● WHAT YOU ARE ASKED TO DO: Find every line in the records below that contains the word "pants", matching case exactly, and copy each of those lines.

------ RECORD SET ------

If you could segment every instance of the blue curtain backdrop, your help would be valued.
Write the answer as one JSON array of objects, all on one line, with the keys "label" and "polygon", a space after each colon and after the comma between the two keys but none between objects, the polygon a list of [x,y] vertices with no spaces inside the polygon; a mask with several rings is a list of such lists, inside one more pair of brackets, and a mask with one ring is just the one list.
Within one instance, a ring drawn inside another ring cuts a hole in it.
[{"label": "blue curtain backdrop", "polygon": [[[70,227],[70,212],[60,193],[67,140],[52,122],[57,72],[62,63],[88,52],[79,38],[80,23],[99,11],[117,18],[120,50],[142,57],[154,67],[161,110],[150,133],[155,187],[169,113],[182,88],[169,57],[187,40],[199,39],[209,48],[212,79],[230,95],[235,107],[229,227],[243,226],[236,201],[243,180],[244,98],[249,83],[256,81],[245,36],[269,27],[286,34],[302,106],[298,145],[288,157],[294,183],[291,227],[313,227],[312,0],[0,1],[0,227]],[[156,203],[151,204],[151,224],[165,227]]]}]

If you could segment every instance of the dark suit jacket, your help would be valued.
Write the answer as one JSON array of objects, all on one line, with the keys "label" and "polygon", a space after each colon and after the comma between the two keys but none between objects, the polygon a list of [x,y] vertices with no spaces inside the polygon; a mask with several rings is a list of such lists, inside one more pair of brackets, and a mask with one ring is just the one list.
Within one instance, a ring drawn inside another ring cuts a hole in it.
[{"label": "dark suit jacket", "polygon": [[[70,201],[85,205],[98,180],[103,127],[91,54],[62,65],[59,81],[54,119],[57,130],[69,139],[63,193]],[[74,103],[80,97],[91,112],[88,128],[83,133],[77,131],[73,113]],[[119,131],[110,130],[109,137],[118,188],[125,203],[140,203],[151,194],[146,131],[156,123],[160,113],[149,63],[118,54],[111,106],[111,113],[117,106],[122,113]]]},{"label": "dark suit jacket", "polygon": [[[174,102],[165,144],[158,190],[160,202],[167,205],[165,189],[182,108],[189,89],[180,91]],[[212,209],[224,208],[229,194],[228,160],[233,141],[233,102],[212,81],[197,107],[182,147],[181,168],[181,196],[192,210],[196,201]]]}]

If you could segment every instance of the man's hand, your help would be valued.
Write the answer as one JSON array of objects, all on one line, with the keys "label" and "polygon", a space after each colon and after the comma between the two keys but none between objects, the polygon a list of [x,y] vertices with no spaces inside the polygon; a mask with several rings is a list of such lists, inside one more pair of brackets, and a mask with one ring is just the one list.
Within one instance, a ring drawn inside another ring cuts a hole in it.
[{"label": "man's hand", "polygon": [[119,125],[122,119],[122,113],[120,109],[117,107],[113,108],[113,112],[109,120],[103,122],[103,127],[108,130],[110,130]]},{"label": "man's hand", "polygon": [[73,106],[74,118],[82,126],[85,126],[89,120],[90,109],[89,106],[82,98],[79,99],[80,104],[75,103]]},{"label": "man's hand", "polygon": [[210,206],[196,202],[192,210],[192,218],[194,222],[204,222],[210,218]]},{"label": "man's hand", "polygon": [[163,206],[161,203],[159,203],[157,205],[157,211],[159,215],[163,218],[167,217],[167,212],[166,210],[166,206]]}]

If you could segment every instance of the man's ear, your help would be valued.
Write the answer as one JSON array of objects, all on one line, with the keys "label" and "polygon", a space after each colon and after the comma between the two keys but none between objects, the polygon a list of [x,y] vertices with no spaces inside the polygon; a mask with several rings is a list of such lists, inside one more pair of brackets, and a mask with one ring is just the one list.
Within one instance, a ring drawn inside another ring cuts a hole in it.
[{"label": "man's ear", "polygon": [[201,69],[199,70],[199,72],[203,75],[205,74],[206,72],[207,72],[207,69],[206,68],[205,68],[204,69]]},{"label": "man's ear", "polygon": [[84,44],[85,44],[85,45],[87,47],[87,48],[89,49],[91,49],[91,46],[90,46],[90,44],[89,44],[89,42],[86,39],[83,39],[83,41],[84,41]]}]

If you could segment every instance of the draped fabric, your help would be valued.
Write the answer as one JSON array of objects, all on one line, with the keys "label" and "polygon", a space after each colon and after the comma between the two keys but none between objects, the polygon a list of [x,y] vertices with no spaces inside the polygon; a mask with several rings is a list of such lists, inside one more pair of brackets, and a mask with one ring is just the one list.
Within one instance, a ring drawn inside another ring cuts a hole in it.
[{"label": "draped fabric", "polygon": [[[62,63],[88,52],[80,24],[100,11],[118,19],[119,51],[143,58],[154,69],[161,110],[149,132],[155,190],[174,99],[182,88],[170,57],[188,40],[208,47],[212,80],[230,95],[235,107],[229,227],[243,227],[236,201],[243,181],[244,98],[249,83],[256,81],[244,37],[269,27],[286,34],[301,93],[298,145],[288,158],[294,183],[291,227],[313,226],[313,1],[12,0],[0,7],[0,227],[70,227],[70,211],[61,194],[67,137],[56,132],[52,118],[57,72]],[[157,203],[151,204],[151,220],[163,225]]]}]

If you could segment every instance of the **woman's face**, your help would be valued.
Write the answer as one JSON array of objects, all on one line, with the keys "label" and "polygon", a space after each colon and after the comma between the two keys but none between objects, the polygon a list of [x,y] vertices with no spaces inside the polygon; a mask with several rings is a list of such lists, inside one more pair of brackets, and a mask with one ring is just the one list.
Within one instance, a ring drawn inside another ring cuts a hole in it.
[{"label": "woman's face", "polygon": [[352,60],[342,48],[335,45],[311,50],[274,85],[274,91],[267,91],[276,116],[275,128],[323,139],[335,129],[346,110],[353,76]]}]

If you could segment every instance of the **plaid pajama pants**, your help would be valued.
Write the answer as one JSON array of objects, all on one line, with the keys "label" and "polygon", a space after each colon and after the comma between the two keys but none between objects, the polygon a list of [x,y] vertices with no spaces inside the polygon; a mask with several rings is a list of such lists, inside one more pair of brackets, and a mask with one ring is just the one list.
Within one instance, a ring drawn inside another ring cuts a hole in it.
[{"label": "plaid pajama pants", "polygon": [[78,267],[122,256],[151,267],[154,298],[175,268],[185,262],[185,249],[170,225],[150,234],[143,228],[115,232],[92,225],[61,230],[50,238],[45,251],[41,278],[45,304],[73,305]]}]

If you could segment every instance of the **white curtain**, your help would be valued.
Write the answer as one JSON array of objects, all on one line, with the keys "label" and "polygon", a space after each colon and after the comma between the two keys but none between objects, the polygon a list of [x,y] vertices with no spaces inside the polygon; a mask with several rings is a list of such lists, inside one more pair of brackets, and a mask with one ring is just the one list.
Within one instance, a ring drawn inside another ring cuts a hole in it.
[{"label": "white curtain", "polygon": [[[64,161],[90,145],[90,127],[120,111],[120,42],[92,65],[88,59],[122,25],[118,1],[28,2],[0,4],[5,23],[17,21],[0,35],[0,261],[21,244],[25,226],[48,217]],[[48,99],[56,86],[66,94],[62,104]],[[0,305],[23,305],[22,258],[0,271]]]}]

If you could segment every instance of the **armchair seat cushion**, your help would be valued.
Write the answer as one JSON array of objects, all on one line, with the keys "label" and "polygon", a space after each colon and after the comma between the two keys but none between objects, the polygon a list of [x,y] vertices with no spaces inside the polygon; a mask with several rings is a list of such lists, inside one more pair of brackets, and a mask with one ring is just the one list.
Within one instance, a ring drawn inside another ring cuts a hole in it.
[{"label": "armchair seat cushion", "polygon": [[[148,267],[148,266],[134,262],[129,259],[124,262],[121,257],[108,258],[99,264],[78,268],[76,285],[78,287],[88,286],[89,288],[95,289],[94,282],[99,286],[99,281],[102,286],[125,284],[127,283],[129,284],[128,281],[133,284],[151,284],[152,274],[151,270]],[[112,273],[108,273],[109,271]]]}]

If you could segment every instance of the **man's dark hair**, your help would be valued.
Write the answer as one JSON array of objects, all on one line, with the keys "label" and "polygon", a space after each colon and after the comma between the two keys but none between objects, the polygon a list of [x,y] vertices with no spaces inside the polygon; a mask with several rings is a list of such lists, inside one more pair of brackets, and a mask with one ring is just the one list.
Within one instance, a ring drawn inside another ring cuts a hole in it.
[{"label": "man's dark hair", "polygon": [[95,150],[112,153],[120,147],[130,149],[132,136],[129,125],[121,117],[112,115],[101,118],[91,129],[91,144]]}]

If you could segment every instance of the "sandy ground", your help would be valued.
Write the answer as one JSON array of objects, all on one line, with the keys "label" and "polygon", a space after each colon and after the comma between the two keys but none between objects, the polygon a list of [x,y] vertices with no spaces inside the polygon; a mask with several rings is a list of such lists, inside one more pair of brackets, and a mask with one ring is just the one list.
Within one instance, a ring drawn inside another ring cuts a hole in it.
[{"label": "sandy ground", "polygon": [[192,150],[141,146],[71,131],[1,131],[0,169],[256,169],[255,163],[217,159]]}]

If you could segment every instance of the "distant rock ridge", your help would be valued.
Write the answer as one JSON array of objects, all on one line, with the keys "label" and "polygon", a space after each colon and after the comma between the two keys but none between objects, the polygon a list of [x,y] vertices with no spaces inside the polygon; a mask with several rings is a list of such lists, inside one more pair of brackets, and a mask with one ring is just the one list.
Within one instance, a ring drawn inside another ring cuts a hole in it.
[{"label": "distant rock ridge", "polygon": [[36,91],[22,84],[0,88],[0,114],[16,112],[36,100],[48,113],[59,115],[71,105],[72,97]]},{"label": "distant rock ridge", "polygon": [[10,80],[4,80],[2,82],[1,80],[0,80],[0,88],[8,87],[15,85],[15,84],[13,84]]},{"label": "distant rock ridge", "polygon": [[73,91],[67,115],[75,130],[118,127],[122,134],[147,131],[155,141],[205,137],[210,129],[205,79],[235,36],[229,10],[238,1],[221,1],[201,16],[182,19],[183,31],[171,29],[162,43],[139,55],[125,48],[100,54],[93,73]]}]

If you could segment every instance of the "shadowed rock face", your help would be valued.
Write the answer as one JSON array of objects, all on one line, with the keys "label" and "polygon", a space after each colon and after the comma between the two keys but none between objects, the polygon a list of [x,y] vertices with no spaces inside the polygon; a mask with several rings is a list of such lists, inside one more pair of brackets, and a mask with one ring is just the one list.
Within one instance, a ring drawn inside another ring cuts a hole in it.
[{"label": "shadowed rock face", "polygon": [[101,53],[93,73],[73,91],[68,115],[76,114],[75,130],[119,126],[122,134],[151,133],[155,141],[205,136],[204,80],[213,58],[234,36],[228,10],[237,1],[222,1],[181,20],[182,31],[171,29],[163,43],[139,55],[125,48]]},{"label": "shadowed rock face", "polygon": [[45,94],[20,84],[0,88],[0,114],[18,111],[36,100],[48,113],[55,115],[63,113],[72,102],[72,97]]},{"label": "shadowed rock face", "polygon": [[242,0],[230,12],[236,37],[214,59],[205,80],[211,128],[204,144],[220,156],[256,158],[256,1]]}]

------

● OUTPUT:
If you could segment every instance of the **plaid pajama pants**, your help would be valued.
[{"label": "plaid pajama pants", "polygon": [[78,267],[122,256],[151,267],[154,298],[175,268],[185,262],[185,249],[170,225],[150,234],[143,228],[115,232],[92,225],[61,230],[50,238],[45,251],[41,278],[45,304],[73,305]]}]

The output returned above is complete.